Dataset items
__________

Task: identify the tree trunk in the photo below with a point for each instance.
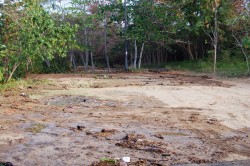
(142, 48)
(12, 72)
(215, 57)
(246, 57)
(126, 41)
(135, 57)
(86, 51)
(191, 56)
(106, 43)
(83, 61)
(72, 61)
(215, 33)
(92, 58)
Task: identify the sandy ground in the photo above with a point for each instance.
(162, 118)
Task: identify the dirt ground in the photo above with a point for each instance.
(155, 118)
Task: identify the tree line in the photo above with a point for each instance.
(40, 36)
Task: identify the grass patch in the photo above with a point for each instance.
(14, 84)
(36, 128)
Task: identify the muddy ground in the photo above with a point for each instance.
(155, 118)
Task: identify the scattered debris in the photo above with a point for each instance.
(139, 142)
(159, 136)
(6, 164)
(80, 127)
(126, 159)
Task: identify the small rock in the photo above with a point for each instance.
(24, 95)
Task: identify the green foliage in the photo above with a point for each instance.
(234, 67)
(29, 36)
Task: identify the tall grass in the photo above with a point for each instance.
(228, 68)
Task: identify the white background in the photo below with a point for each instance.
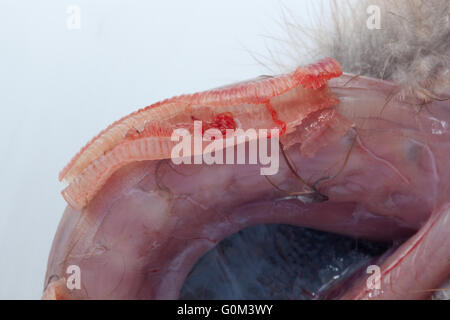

__________

* **OBJECTIVE**:
Gather every line of the items above that contains the word "below", copying each line in full.

* **THE COMPLETED TASK**:
Task: identify the tree trunk in the photo below with a point for each instance.
Task: identify the white background in the photo below with a point for each instance.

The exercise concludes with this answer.